Exercise prompt =
Retype only what runs from the line that contains "Would you mind pointing out the green leaves" through the last line of the listing below, both lines included.
::::
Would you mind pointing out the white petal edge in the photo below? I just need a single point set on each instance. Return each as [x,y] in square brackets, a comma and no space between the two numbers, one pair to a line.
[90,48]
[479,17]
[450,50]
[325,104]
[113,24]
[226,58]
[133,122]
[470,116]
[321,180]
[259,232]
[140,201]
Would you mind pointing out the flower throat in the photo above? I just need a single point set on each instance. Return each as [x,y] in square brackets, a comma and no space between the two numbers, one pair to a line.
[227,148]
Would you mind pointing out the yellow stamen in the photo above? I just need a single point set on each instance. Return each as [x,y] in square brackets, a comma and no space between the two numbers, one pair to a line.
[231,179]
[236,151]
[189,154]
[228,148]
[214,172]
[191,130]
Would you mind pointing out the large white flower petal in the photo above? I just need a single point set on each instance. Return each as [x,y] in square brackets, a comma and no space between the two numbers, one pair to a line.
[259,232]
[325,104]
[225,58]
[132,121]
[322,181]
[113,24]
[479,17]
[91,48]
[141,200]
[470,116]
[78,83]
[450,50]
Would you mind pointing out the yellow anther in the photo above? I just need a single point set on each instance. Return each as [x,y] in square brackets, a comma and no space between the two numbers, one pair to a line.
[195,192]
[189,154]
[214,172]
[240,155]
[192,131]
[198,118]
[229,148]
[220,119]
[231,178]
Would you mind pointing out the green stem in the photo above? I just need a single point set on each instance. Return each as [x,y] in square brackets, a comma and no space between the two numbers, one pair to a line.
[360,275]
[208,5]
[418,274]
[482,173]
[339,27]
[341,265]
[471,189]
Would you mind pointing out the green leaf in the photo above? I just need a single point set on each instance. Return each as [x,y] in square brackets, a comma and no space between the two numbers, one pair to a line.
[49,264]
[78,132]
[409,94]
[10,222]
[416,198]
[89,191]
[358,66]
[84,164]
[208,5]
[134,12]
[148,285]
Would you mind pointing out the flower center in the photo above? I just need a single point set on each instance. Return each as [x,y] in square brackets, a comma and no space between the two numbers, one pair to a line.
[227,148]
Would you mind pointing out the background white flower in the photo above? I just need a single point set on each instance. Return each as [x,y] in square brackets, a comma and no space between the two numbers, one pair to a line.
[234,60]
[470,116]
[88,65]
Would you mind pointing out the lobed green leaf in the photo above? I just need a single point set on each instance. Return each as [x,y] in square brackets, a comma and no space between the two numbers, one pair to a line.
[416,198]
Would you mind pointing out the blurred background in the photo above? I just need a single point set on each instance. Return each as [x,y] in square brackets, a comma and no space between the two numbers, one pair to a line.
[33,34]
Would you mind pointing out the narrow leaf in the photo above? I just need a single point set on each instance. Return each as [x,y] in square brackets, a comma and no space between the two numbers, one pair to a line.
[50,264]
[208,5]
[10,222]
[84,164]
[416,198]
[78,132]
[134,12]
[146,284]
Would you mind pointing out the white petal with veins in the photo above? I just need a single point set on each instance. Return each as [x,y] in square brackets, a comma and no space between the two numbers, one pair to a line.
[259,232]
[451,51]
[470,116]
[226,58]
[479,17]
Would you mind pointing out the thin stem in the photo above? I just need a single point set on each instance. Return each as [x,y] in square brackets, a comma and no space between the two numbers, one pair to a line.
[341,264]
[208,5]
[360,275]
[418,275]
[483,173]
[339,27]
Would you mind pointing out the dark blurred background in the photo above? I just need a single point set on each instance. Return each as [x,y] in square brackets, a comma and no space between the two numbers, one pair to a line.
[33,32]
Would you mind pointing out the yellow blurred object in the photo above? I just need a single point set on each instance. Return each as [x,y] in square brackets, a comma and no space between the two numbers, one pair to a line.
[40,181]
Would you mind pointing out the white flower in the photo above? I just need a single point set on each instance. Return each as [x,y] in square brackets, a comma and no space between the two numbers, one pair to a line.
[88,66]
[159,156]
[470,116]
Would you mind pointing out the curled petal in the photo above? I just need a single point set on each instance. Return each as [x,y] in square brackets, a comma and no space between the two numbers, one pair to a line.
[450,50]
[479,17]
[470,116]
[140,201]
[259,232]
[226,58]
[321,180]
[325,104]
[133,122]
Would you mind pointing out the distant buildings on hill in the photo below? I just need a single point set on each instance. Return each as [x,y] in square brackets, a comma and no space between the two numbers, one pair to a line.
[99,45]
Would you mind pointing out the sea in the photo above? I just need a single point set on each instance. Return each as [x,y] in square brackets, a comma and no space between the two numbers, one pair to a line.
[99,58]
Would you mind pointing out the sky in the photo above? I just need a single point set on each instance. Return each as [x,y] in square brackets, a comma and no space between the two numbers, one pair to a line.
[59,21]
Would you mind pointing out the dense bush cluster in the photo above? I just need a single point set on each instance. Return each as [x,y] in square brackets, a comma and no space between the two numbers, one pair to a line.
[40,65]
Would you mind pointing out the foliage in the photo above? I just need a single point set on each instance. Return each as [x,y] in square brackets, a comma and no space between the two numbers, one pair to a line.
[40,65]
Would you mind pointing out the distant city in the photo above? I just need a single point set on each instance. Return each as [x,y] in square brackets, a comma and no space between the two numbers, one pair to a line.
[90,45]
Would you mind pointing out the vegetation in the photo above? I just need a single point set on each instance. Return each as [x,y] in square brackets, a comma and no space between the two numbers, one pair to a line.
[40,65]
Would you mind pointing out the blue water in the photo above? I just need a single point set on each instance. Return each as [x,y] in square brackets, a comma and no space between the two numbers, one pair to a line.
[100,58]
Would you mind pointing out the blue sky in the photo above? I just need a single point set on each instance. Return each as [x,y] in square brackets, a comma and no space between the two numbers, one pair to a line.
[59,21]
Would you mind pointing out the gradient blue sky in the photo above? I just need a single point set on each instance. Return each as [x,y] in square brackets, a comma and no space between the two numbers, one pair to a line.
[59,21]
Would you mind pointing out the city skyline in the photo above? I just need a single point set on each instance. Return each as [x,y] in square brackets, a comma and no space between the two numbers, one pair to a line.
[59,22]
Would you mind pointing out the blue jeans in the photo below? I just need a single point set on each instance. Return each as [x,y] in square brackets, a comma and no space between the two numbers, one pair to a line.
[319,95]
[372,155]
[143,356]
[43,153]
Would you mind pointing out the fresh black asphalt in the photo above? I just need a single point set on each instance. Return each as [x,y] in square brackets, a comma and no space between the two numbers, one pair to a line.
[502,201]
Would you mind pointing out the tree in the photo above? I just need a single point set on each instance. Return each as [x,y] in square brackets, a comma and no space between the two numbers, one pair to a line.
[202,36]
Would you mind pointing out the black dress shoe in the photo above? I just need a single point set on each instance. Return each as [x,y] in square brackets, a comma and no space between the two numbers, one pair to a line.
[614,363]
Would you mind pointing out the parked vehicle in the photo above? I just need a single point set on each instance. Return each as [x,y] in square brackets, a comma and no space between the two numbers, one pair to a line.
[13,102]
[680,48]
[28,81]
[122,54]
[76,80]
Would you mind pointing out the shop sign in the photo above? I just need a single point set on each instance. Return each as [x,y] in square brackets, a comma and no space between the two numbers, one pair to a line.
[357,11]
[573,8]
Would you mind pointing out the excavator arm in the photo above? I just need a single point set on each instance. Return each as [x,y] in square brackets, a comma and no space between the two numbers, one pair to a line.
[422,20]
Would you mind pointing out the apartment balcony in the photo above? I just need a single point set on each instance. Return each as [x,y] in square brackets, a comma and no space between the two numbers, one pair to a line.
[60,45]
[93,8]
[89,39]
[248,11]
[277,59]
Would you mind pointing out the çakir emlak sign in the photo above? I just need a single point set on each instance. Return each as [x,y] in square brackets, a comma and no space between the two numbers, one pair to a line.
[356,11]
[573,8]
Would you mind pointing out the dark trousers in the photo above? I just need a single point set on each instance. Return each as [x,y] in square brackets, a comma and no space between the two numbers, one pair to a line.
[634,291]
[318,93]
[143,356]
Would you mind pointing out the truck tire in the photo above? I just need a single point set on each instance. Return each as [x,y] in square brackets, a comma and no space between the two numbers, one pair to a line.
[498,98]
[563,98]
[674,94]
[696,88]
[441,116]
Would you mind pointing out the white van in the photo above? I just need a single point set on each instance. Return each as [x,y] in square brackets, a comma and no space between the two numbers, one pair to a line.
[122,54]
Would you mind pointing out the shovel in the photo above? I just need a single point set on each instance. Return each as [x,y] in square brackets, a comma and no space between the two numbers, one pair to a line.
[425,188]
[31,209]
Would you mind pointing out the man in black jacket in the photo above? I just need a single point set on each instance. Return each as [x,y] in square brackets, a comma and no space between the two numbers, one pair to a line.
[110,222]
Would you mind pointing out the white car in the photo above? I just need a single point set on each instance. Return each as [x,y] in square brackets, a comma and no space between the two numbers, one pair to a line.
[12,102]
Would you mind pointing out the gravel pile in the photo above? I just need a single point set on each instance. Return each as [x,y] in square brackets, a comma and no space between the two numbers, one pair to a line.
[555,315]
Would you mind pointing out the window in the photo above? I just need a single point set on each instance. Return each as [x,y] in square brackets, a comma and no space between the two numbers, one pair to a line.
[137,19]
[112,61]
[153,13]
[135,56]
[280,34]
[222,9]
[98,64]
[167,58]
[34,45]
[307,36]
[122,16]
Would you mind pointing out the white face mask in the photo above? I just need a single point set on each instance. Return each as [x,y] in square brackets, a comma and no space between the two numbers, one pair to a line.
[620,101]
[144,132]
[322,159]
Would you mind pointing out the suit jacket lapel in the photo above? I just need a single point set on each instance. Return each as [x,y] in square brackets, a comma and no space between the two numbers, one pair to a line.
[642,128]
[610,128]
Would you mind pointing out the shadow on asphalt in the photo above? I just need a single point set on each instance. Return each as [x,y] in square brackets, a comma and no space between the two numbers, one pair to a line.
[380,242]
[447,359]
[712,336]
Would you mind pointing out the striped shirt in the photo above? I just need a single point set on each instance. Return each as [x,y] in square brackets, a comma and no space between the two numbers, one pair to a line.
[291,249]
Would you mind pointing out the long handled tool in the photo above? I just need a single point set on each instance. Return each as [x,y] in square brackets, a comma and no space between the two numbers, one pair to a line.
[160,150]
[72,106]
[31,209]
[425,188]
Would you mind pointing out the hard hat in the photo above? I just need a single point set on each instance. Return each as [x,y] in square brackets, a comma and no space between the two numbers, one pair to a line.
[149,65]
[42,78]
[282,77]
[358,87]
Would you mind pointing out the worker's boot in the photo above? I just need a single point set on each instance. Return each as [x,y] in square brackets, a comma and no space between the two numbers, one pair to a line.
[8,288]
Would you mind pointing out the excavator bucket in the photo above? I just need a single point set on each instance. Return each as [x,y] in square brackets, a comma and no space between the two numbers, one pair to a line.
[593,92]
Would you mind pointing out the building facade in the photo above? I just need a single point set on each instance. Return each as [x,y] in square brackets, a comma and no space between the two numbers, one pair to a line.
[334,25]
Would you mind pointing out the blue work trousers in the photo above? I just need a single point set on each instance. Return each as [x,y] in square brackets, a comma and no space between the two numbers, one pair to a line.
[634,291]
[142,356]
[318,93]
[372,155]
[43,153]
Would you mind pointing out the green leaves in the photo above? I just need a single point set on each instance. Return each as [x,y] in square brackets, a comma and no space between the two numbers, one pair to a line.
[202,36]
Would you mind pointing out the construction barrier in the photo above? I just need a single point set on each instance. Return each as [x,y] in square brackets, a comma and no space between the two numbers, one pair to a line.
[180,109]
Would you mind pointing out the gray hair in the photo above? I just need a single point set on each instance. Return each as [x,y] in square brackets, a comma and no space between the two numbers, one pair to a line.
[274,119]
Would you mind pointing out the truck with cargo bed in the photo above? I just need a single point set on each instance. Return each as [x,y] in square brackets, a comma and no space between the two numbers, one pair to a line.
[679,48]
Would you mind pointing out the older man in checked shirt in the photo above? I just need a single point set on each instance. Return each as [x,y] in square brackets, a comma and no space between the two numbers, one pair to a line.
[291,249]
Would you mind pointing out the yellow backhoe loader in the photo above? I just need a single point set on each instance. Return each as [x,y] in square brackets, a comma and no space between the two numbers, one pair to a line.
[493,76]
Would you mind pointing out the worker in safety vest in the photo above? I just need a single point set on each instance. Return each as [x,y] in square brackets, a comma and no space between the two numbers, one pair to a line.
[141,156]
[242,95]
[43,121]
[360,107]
::::
Complete output =
Would you mind pointing out the green leaves in the photo above? I just need a single point set on each instance. Return each as [x,y] in square brackets, a comma and no space between the two numbers, one pair to a line.
[202,36]
Would you mind pointing out the construction barrier in the photo above? I just need a single point set on each instance. Return each as [x,y] in square brackets, a comma and no space between the two numbers, one pair to a line.
[180,109]
Would you mind pointing out the gray hair in the photo above? I just need a single point set on each instance. Return each as [x,y] in square brackets, a comma and no space between the two numbers, one pair to a line.
[274,119]
Would you mind pointing out the truck with cargo bed in the photo above? I just need a single point set on each instance. Return each as [x,y] in square brackets, a comma and no space between the two numbers, one pair to a line.
[679,48]
Would you mind pointing out the older man in checked shirt in the photo above? I just need a single point set on each instance. Return each as [x,y] in square brackets, a comma and no space between the two numbers, one pair to a line.
[291,249]
Would you mind pointing out the yellow backhoe loader in the photo above? I just need a single point set on each instance. Return each as [x,y] in square brackets, a comma and no space between the two numbers, one pair to a line.
[493,76]
Would you mind pointing out the worker in safety vest in the photo above? I just need a single point set on each instance. Return each as [x,y] in square brackets, a comma and no space between the two numbers, one pair to a line.
[141,156]
[242,95]
[43,121]
[360,107]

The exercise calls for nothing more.